**SET OF TASKS:**
1) In the build notes, which minorcodes in the industry table have more than 10,000 PortCos? List each one with its count.
2) Copy out the passage of the build notes that begins with the words containing "2dg Code | Minorcode" and ends with "the IndustryCodes.xlsx file.".
3) What do the build notes list as the cost of the Google geocoding API per 1,000 lookups?

**TEXT PROVIDED:**
▬▬▬▬▬▬▬▬▬▬

The last time this was run was vcdb20. Accordingly:
- In vcdb20, export the portcogeo, firmgeo, and bogeo tables
- Import them as portcogeo_vcdb20, firmgeo_vcdb20, and bogeo_vcdb20
- Build portcogrowthneedsgeo, firmneedsgeo, firmboneedsgeo files for geocoding
- Log into Google Console and set up an API key. Note that:
- Up to $200/month should be free
- $5.00 USD per 1000 lookups.
- 3,000 QPM max
- In E:/tools/Geocode run the script(s): Geocode.py for portcos and GeocodeOneKey.py for everything else.
- Strip the header line out of the input file(s)
- python Geocode.py portcogrowthneedsgeo-NoHeader.txt
- Get the latest Gazetteer file(s): https://www.census.gov/geographies/reference-files/time-series/geo/gazetteer-files.html
- Check the coverage of portcogeo and create firmbogeoplus
Exits
Another part of Load.sql does the matching to IPOs and MAs and their precedence. Note that:
- Issuer and target names are matched against themselves using the Matcher.pl script in mode 2
- PortCo stdnames are matched to issuerstd and targetstd (separately) in mode 0
- The state and date matching requirements are in the load.sql.
- There seems to have been duplicate issue records in the IPO data for vcdb2020 (and perhaps earlier). Some of the duplicates are often identical, except that the date is a day apart.
- The IPO records also contain listings on junior and foreign exchanges, as well as some OTC - I left these in and flagged them.
Industry
The industry coding is in IndustryCodes.txt. Note that:
- The code map had to be updated. The Excel file is in projects/vcdb24 but I didn't have the original counts to hand.
- The codes are not unique (576 out of 585 are unique) at the industry subgroup 3 level.
- The codes (code, code20, code100) should be joined using indclass, indminorgroup, indsubgroup
- The codes are 1,2,4 but not 3dg hierarchical.
- 1dg codes are IT, LS, and Other.
- Note that code is the full 4dg industry identifier, where as code20 and code100 are name-based aggregates with at least 20 or 100 observations in them.
2dg Code | Minorcode | No. of PortCos |
---|---|---|
11 | Communications and Media | 3930 |
12 | Computer Hardware | 3058 |
13 | Computer Software and Services | 21157 |
14 | Internet Specific | 14440 |
15 | Semiconductors/Other Elect. | 3145 |
21 | Biotechnology | 4251 |
22 | Medical/Health | 7138 |
31 | Consumer Related | 7459 |
32 | Industrial/Energy | 7028 |
33 | Other Products | 14246 |
I also tried some keyword industry coding from both short and long descriptions. The source code is at the top of BuildBaseTables.sql. The results are in sheets in the IndustryCodes.xlsx file.
BuildBaseTables.sql
Build the PortCoGrowthGeoId table that codes the city-state to a geoid.
origin | count | Method |
---|---|---|
1 | 45,111 | Address is geocoded and in tiger place |
2 | 270 | city, statecode matches to only 1 geoid, so use it |
3 | 1,374 | city, statecode matches to multiple geoids, use the most popular |
4 | 964 | 1:1 straight city<->place and statecode match with tiger |
5 | 509 | Use zctaplaceinfo to lookup the best place choice for the zipcode |
6 | 636 | Unable to code |
9 | 24 | Custom coded |
StartupCities
The original Startup Cities code is in E:\projects\BayesianStartupCities\V1\startupcities.sql. The new version is in e:\projects\BayesianStartupCities\StartupCitiesV2.sql.

▬▬▬▬▬▬▬▬▬▬

**DATASET ENTRIES:**
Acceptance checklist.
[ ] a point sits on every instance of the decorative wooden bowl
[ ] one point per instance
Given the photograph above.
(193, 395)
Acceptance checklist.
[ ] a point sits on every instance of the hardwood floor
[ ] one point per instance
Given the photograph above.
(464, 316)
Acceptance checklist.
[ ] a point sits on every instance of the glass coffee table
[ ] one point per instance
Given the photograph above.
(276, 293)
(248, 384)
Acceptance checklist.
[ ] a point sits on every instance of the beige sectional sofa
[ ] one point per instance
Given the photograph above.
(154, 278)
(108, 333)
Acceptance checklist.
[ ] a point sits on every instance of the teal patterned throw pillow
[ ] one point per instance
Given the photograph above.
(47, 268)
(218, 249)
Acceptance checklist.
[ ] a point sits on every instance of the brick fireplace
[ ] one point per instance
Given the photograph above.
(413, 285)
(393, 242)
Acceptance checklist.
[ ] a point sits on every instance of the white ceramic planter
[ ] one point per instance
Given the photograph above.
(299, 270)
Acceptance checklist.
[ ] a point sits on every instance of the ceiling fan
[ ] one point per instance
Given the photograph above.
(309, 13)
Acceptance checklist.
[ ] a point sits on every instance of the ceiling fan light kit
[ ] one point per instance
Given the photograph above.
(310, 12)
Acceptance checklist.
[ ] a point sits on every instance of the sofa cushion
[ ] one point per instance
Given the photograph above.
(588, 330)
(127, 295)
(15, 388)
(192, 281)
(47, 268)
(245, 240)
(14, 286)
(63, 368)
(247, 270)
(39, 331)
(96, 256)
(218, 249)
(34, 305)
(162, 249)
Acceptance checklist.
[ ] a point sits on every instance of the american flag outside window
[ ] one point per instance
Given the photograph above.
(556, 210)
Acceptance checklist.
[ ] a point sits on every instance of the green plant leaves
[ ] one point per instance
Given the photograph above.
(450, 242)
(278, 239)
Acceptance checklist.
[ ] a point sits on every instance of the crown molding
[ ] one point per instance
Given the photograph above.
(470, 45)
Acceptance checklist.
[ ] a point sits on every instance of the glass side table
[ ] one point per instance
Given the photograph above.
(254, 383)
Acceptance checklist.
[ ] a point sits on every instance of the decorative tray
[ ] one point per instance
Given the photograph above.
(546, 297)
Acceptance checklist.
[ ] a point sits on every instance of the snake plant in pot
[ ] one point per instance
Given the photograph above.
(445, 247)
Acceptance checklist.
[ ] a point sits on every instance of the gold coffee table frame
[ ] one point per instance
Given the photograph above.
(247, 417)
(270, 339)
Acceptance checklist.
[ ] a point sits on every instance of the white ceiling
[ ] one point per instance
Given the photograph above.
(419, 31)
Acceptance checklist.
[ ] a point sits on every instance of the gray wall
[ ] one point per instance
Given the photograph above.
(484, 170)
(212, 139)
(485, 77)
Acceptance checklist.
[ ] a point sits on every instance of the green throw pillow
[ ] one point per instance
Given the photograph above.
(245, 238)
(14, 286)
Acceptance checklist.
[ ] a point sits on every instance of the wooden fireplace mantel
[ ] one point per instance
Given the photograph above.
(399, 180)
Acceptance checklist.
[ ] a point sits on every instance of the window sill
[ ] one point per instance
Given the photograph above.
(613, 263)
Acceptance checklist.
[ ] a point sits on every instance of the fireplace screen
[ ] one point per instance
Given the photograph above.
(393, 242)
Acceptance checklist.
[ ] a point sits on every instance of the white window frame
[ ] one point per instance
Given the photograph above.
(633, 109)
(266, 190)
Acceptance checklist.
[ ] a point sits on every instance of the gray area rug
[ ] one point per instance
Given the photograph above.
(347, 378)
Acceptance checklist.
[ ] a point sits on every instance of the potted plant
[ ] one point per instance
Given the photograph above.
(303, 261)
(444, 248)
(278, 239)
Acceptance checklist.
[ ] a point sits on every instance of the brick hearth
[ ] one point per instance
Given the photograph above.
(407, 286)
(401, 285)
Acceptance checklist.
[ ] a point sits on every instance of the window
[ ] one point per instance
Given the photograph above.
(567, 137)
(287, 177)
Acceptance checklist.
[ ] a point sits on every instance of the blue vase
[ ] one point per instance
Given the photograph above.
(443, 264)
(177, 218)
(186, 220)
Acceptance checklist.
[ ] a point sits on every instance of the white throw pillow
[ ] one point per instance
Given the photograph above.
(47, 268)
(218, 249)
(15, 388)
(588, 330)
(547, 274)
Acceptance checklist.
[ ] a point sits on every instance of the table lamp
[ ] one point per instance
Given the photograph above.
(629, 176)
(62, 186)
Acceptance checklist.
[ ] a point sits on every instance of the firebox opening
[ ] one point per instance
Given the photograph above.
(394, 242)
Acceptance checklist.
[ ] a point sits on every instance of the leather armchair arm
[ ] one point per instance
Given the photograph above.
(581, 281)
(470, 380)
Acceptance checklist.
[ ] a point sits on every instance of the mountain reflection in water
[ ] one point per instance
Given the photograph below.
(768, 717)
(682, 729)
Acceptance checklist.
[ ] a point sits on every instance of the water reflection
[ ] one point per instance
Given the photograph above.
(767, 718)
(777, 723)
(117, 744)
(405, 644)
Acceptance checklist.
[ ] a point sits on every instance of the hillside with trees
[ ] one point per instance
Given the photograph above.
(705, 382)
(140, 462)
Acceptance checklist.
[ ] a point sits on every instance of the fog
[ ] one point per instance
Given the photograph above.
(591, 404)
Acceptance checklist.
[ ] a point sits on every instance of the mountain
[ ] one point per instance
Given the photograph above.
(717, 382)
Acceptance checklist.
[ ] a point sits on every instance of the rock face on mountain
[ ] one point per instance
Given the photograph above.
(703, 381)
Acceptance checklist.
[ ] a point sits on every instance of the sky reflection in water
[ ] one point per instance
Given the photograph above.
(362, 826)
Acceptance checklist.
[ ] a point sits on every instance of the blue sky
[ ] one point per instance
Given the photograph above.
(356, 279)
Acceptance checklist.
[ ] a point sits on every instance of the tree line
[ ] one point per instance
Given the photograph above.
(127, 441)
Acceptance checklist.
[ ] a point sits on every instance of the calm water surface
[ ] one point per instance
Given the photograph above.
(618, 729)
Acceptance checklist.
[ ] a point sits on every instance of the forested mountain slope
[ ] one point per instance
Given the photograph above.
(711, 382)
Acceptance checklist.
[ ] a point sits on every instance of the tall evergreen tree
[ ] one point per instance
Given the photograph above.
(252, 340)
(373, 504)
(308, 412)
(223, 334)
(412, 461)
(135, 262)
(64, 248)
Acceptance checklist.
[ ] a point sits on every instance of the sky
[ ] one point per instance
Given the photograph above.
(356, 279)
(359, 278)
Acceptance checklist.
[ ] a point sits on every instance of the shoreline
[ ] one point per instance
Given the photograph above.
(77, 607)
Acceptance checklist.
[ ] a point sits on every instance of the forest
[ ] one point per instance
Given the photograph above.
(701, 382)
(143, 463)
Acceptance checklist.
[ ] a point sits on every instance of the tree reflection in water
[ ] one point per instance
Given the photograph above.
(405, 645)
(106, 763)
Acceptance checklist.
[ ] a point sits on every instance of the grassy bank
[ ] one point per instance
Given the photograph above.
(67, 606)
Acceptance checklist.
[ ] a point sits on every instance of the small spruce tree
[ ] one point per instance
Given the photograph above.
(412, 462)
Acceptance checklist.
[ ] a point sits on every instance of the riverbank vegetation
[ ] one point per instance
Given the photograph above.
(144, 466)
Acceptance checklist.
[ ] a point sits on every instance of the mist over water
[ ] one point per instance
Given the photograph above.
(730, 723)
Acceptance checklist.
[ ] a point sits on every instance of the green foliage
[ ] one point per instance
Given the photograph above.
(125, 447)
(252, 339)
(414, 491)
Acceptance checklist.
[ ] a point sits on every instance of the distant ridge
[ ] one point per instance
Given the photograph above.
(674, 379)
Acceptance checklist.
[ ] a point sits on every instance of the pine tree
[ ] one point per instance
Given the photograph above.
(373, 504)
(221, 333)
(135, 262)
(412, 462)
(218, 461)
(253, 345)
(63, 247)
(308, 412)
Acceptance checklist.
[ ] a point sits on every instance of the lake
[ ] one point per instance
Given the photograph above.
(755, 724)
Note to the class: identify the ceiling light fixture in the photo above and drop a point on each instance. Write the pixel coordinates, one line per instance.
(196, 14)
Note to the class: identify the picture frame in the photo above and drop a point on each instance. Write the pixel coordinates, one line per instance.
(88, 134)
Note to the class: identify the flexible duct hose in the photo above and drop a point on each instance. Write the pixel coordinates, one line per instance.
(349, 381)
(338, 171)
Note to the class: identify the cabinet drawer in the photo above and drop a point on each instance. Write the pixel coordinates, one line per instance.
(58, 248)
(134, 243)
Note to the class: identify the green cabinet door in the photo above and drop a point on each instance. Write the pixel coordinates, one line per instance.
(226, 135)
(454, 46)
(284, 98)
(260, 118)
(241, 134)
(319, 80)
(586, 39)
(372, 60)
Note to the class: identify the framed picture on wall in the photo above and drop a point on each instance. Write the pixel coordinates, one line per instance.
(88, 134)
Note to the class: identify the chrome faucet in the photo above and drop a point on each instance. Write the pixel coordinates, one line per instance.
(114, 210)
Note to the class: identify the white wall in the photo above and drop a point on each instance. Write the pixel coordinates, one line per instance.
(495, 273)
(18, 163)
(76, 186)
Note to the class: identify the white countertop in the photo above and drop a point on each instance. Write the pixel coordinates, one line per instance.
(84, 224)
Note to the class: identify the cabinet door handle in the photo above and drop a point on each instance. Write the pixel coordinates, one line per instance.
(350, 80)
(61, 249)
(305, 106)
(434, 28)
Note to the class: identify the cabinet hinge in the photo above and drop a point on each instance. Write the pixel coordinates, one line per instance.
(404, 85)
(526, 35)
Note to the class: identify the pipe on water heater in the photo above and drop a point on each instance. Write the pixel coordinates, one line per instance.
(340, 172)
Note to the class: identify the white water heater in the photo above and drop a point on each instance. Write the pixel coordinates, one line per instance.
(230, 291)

▬▬▬▬▬▬▬▬▬▬

**ANSWERS BELOW:**
1) Computer Software and Services (21,157), Internet Specific (14,440), Other Products (14,246)

2)
2dg Code | Minorcode | No. of PortCos |
---|---|---|
11 | Communications and Media | 3930 |
12 | Computer Hardware | 3058 |
13 | Computer Software and Services | 21157 |
14 | Internet Specific | 14440 |
15 | Semiconductors/Other Elect. | 3145 |
21 | Biotechnology | 4251 |
22 | Medical/Health | 7138 |
31 | Consumer Related | 7459 |
32 | Industrial/Energy | 7028 |
33 | Other Products | 14246 |
I also tried some keyword industry coding from both short and long descriptions. The source code is at the top of BuildBaseTables.sql. The results are in sheets in the IndustryCodes.xlsx file.

3) $5.00 USD per 1,000 lookups.